→ Text extract:

----

Clearest-Ever Evidence from VLT Spectra of Powerful Event Summary

A very bright burst of gamma-rays was observed on March 29, 2003 by NASA's High Energy Transient Explorer (HETE-II), in a sky region within the constellation Leo.

Cosmological Gamma-Ray Bursts and Hypernovae Conclusively Linked

Within 90 min, a new, very bright light source (the "optical afterglow") was detected in the same direction by means of a 40-inch telescope at the Siding Spring Observatory (Australia) and also in Japan. The gamma-ray burst was designated GRB 030329, according to the date.

And within 24 hours, a first, very detailed spectrum of this new object was obtained by the UVES high-dispersion spectrograph on the 8.2-m VLT KUEYEN telescope at the ESO Paranal Observatory (Chile). It allowed to determine the distance as about 2,650 million light-years (redshift 0.1685).

Continued observations with the FORS1 and FORS2 multi-mode instruments on the VLT during the following month allowed an international team of astronomers [1] to document in unprecedented detail the changes in the spectrum of the optical afterglow of this gamma-ray burst. Their detailed report appears in the June 19 issue of the research journal "Nature".

----

→ Stated goal 1: According to the gamma-ray burst text, what distance did the first UVES spectrum allow astronomers to determine?
The records have no connection to the text about the gamma-ray burst.

----

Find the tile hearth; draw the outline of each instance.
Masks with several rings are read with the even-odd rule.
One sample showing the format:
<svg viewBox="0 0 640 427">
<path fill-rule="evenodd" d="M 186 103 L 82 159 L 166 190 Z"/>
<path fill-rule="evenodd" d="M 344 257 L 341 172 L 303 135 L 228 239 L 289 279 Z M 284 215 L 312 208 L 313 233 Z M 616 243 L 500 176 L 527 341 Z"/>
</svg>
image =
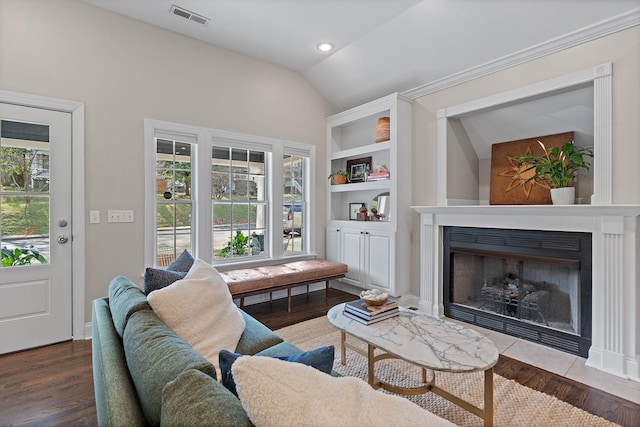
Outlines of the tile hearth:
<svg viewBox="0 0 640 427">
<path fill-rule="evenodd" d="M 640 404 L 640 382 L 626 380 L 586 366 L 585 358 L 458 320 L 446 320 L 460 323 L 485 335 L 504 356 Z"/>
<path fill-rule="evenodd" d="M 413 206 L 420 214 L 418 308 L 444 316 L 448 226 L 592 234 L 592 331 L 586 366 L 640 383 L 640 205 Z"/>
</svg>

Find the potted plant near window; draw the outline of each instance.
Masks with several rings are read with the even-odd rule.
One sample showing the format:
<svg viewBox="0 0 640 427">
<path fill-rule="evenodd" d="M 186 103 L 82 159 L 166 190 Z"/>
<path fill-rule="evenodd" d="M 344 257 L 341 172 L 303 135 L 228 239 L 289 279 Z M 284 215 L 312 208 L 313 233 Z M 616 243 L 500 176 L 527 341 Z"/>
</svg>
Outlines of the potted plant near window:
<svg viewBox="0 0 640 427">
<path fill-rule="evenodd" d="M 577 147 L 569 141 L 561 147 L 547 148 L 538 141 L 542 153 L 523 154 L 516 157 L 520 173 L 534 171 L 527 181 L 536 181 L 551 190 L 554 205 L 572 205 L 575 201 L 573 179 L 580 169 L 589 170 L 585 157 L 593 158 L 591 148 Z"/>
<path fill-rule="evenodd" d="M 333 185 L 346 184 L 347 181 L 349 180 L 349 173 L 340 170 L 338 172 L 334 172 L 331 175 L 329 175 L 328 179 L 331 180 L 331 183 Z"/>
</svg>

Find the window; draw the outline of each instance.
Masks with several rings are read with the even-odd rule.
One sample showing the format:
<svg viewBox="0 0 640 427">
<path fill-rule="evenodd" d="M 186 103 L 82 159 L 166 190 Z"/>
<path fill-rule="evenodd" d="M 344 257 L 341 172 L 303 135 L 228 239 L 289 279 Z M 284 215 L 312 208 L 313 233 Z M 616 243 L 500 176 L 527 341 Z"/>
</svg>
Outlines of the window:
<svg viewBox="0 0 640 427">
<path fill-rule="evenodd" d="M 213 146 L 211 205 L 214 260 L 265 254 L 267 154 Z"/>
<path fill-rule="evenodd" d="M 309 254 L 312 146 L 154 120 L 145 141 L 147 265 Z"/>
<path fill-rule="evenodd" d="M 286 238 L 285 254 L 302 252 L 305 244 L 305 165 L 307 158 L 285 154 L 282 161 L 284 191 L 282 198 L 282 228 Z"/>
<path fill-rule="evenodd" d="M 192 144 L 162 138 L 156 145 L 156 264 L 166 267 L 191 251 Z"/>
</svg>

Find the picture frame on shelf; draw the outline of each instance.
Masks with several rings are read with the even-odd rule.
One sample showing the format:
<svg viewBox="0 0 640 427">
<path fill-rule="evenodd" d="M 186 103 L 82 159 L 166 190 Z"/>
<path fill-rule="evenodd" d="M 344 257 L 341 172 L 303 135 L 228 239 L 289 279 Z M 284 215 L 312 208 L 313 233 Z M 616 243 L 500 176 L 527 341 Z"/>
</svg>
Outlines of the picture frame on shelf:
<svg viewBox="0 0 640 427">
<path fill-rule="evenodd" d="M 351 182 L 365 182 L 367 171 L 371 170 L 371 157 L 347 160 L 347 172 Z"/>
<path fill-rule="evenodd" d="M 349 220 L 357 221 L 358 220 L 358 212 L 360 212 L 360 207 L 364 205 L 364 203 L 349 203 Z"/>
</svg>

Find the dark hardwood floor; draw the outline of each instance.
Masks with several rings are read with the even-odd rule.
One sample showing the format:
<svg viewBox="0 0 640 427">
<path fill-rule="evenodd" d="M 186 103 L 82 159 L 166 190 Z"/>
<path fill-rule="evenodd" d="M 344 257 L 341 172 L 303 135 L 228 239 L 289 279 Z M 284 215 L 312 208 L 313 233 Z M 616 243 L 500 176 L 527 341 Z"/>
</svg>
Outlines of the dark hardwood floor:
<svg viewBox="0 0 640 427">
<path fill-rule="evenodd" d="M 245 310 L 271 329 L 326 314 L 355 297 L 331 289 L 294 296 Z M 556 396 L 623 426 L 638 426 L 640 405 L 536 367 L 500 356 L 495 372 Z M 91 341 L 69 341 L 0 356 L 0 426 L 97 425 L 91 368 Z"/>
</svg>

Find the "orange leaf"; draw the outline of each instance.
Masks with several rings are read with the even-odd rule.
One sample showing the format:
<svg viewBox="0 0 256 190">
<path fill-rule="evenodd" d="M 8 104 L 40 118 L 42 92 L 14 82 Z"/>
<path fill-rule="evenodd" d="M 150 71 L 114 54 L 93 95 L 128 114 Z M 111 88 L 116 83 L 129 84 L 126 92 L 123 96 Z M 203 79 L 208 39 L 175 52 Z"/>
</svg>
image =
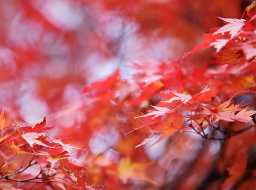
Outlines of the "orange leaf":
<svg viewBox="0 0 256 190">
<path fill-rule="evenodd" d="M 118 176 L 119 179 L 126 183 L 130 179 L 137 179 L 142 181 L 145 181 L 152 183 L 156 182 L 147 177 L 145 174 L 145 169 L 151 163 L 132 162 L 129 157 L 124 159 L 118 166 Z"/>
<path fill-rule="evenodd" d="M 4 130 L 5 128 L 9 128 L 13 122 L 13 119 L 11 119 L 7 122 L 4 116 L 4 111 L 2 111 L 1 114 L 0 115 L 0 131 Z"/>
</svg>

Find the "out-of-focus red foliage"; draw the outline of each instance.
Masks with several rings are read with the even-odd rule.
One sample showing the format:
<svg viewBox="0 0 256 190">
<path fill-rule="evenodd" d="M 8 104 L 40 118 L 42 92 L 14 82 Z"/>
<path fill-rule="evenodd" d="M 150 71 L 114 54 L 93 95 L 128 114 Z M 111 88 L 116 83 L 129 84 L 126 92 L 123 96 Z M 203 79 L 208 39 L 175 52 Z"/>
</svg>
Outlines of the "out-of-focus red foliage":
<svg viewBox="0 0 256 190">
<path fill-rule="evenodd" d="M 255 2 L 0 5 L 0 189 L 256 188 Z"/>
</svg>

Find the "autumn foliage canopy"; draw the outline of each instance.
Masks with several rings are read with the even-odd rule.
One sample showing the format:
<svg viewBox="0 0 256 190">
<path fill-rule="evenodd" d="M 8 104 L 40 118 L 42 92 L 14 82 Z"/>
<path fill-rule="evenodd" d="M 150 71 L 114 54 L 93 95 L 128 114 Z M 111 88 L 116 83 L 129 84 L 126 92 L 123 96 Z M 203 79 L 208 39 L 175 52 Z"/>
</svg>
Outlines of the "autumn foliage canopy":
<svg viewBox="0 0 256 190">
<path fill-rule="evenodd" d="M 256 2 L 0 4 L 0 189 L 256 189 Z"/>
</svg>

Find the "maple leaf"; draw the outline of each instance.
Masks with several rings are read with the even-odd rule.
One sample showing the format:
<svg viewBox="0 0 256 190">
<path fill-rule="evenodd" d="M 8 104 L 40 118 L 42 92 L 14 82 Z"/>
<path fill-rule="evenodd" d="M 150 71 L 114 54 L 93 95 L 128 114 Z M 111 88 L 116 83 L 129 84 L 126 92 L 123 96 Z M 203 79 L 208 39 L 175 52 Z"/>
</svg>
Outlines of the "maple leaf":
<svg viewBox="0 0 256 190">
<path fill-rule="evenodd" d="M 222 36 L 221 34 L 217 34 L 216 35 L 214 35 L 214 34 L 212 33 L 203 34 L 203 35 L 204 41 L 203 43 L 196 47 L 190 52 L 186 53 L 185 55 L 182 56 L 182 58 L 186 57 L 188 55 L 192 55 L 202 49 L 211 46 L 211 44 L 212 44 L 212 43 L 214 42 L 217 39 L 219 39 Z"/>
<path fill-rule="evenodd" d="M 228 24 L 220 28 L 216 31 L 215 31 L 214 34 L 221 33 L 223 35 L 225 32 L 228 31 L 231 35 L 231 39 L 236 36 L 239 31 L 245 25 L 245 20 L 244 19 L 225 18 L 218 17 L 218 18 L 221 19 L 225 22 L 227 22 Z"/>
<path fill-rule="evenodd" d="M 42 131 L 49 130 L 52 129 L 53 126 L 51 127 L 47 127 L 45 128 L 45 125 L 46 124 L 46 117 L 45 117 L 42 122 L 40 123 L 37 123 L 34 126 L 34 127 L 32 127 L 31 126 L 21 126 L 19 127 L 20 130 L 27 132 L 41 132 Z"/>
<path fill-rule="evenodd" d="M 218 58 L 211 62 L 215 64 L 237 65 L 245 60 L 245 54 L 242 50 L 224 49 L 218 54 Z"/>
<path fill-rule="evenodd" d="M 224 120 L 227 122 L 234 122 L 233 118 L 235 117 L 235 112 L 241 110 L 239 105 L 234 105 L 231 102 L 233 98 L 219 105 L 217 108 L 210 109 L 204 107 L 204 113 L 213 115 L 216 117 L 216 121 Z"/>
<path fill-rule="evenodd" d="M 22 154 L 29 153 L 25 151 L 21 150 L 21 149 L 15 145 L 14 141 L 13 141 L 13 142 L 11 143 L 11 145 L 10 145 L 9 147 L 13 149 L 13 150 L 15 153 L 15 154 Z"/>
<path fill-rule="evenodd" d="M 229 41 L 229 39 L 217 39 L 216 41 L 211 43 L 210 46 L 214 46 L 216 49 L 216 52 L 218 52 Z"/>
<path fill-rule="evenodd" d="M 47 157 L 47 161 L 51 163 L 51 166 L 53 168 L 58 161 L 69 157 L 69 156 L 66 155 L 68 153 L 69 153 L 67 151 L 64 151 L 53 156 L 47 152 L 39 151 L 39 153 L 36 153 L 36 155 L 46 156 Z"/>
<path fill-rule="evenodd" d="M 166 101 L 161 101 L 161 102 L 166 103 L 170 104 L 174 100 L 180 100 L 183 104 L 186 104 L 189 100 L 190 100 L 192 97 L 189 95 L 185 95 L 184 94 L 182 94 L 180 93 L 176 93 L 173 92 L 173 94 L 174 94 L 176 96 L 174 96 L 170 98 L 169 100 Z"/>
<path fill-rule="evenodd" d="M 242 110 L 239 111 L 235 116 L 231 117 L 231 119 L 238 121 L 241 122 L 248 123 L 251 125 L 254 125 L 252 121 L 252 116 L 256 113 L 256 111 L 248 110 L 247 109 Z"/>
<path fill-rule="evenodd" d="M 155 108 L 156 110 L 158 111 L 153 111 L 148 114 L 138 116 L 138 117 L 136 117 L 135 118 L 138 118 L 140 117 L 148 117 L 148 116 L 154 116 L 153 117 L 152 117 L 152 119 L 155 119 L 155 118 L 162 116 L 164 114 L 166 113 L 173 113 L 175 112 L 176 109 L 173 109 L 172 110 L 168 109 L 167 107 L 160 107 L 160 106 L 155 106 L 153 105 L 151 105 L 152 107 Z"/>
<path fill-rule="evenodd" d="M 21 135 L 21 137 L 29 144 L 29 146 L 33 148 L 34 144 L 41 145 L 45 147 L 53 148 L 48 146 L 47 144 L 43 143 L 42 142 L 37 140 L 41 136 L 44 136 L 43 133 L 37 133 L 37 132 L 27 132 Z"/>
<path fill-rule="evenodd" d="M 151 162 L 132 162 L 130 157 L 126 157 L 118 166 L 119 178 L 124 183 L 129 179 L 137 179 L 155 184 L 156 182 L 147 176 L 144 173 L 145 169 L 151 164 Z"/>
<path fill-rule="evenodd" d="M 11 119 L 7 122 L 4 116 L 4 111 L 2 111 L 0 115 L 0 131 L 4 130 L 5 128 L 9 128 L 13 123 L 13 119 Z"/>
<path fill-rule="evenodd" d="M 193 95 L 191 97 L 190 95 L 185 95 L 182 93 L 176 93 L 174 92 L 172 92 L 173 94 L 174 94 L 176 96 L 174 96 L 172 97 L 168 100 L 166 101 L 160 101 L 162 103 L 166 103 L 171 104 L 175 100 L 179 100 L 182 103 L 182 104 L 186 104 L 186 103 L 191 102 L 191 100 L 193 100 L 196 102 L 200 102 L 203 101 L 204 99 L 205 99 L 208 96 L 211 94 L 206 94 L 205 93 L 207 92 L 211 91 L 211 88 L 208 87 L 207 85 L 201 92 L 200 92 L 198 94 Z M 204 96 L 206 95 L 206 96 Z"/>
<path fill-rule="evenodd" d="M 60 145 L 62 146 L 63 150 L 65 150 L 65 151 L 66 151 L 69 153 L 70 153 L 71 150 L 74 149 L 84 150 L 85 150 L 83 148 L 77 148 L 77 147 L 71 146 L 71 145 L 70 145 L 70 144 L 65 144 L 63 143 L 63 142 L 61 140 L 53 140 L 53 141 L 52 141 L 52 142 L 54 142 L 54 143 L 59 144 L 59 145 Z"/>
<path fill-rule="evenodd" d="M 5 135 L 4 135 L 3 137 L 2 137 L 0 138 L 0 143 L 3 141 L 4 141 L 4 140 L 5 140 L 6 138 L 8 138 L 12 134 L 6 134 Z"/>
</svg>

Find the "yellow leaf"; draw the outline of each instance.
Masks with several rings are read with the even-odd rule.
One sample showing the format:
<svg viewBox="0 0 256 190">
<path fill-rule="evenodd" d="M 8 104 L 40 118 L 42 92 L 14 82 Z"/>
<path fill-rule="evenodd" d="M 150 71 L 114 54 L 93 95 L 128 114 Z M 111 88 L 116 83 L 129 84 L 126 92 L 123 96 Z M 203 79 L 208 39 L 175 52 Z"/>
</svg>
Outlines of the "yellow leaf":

----

→ Stated goal 2: In the records, switch "shelf" to "mantel" from the line with "Find the picture" to the line with "351 182 L 365", both lines included. Reproduce only those lines, with everything else left unchanged.

→ Correct response 1: About 2,650 million light-years (redshift 0.1685).

→ Correct response 2:
Find the picture frame on mantel; draw the outline of each instance.
Masks with several rings are read with the even-odd rule.
One sample showing the format:
<svg viewBox="0 0 640 427">
<path fill-rule="evenodd" d="M 186 103 L 82 159 L 166 190 Z"/>
<path fill-rule="evenodd" d="M 344 257 L 341 172 L 303 135 L 228 239 L 289 279 Z M 284 215 L 312 208 L 313 233 Z M 616 243 L 500 176 L 527 341 Z"/>
</svg>
Outlines of the picture frame on mantel:
<svg viewBox="0 0 640 427">
<path fill-rule="evenodd" d="M 351 182 L 365 182 L 367 171 L 371 170 L 371 157 L 347 160 L 347 172 Z"/>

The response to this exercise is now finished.